### Instructions to follow
Tally the lines in the records below that contain the string "chimney", treating case as significant. Give the number alone.

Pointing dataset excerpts
************
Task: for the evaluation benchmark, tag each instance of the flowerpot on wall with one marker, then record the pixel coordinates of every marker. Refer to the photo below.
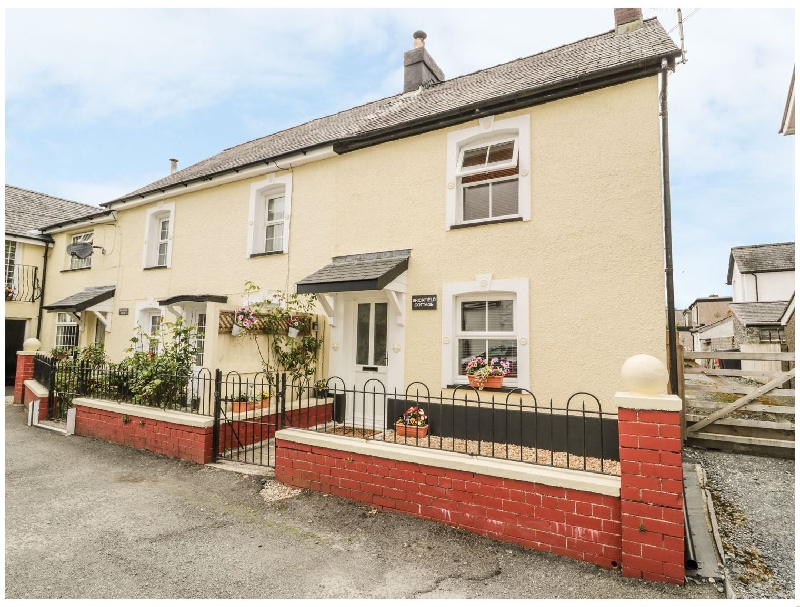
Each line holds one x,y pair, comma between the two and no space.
494,381
238,406
411,431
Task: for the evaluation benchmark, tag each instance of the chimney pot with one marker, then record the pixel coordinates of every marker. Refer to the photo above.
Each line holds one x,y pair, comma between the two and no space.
627,19
419,68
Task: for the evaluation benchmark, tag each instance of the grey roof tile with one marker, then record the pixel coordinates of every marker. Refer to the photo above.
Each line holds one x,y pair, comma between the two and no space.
581,59
759,312
773,257
26,210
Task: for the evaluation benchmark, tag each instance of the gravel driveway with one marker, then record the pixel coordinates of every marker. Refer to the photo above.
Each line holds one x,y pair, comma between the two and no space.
90,519
754,502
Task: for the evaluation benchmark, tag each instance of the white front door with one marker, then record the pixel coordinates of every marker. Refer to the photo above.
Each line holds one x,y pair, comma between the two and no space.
370,361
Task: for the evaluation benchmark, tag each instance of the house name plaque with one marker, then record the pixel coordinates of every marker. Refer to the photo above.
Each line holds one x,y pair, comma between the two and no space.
423,302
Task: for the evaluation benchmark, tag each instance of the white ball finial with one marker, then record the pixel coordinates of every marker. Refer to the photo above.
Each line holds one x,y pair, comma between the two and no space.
31,345
645,374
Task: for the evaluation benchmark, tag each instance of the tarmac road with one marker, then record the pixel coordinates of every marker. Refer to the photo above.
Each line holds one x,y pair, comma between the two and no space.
90,519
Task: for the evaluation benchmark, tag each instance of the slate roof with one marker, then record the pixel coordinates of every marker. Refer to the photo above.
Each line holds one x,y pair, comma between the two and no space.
27,210
773,257
83,299
580,66
759,312
362,272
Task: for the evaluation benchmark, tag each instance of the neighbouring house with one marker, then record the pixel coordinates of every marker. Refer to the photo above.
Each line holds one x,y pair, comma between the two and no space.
26,212
706,310
458,217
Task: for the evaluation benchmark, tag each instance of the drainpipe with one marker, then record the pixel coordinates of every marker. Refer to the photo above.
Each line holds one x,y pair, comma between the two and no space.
673,349
41,294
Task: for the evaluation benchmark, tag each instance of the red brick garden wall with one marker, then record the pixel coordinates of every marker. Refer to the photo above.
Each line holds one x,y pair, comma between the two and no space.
579,524
174,440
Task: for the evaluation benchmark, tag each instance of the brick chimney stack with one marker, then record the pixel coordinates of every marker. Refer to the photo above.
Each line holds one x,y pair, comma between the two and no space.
627,19
419,67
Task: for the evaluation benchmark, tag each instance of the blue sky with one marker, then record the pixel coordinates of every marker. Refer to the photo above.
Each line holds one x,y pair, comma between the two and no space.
98,101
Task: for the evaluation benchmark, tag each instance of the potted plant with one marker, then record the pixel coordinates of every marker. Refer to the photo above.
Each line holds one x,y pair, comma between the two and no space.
244,318
483,373
413,423
321,388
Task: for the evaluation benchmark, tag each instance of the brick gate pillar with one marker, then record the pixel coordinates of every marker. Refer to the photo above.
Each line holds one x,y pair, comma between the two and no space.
651,473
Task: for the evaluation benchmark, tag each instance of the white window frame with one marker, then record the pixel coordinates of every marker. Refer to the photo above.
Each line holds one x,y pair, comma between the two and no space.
488,131
483,335
75,263
484,287
260,192
145,311
63,320
152,235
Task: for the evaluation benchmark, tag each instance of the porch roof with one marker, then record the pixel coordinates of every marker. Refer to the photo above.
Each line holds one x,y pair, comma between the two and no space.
169,301
361,272
82,300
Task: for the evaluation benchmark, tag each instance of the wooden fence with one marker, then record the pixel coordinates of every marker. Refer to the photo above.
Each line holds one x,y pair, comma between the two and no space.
739,409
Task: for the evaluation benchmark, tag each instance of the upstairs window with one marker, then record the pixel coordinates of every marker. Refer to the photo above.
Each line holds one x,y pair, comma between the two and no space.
269,216
74,262
158,236
488,179
163,241
11,260
275,217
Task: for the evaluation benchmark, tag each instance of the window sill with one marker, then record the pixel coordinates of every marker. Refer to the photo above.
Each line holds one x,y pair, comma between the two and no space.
458,226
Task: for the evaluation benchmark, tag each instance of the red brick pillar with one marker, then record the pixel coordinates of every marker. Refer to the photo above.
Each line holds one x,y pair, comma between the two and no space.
651,483
24,373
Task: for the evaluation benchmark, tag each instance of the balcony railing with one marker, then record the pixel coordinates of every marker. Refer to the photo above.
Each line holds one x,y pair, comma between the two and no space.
22,283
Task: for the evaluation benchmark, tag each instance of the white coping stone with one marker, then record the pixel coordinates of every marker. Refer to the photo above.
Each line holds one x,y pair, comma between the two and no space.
531,473
174,417
662,402
39,391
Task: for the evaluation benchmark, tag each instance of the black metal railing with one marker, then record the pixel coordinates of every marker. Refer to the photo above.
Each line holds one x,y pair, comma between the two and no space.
23,284
510,425
190,392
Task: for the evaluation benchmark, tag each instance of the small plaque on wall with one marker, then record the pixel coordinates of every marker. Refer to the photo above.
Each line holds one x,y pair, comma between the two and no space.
423,302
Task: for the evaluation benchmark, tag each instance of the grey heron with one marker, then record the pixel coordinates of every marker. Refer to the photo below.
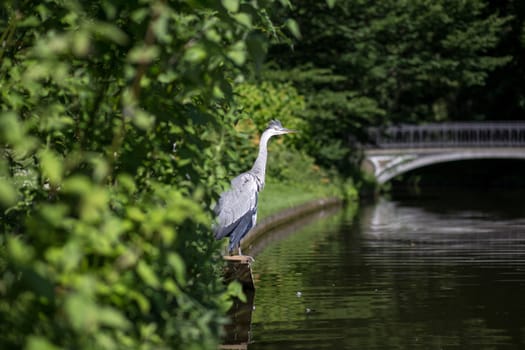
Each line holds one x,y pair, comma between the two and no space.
237,208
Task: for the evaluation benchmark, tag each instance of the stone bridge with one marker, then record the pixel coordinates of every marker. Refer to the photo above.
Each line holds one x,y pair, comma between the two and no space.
398,149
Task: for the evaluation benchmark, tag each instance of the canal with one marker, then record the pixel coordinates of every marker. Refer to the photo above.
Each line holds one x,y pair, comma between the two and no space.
444,270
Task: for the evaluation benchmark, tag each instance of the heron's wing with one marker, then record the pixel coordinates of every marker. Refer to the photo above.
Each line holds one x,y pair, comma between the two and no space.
236,205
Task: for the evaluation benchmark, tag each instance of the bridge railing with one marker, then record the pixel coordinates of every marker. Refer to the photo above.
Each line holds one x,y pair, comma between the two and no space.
465,134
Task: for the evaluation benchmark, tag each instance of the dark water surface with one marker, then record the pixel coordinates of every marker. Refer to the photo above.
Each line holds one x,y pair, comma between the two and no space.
445,271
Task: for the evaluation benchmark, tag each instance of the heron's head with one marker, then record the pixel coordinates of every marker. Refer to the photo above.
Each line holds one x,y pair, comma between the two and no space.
276,128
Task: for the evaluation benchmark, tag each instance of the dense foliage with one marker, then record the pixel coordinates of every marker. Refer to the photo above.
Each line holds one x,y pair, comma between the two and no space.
362,63
116,118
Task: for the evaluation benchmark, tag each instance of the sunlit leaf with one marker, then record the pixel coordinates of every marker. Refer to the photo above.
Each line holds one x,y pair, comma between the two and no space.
331,3
52,166
292,25
8,193
195,54
244,19
143,54
40,343
231,5
147,274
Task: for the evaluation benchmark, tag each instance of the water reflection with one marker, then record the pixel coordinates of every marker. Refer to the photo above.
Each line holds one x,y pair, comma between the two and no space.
431,273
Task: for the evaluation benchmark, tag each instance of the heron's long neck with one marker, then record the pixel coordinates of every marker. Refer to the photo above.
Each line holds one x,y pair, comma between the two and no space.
259,167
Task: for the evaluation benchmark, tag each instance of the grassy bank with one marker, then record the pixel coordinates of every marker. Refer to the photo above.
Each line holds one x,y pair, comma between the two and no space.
278,196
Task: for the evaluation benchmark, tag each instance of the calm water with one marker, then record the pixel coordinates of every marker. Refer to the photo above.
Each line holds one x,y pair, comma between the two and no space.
441,272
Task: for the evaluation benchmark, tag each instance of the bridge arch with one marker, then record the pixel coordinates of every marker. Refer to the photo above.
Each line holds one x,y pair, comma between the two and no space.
405,163
398,149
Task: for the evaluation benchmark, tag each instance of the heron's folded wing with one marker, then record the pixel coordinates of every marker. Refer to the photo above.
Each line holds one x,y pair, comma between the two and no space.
239,201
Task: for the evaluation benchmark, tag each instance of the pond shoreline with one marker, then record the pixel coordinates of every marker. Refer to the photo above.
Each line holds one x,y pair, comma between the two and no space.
286,216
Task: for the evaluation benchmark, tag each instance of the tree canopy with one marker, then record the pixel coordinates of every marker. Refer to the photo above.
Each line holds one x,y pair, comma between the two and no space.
362,63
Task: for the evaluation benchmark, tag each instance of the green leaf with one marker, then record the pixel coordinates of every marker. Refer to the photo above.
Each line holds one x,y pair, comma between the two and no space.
147,274
244,19
292,25
112,318
8,193
52,166
331,3
231,5
11,130
195,54
177,264
143,54
19,252
39,343
238,53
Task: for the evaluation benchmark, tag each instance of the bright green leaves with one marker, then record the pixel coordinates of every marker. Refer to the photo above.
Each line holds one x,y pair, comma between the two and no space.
109,120
8,193
51,166
147,274
143,54
86,316
231,5
293,27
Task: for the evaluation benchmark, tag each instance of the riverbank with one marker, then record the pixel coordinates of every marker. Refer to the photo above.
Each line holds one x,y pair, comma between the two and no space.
282,203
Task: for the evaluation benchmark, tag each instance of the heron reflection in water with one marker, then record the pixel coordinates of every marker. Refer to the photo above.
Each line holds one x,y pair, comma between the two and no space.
237,208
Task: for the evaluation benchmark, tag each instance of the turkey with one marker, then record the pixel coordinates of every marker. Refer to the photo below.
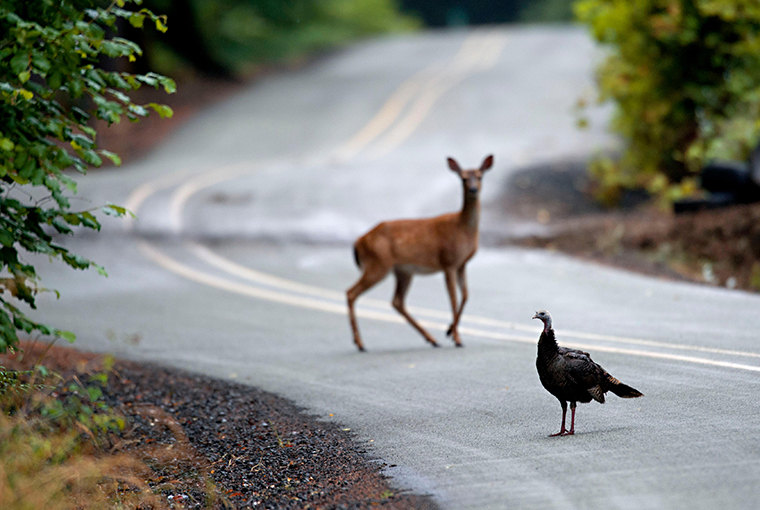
************
### The solution
2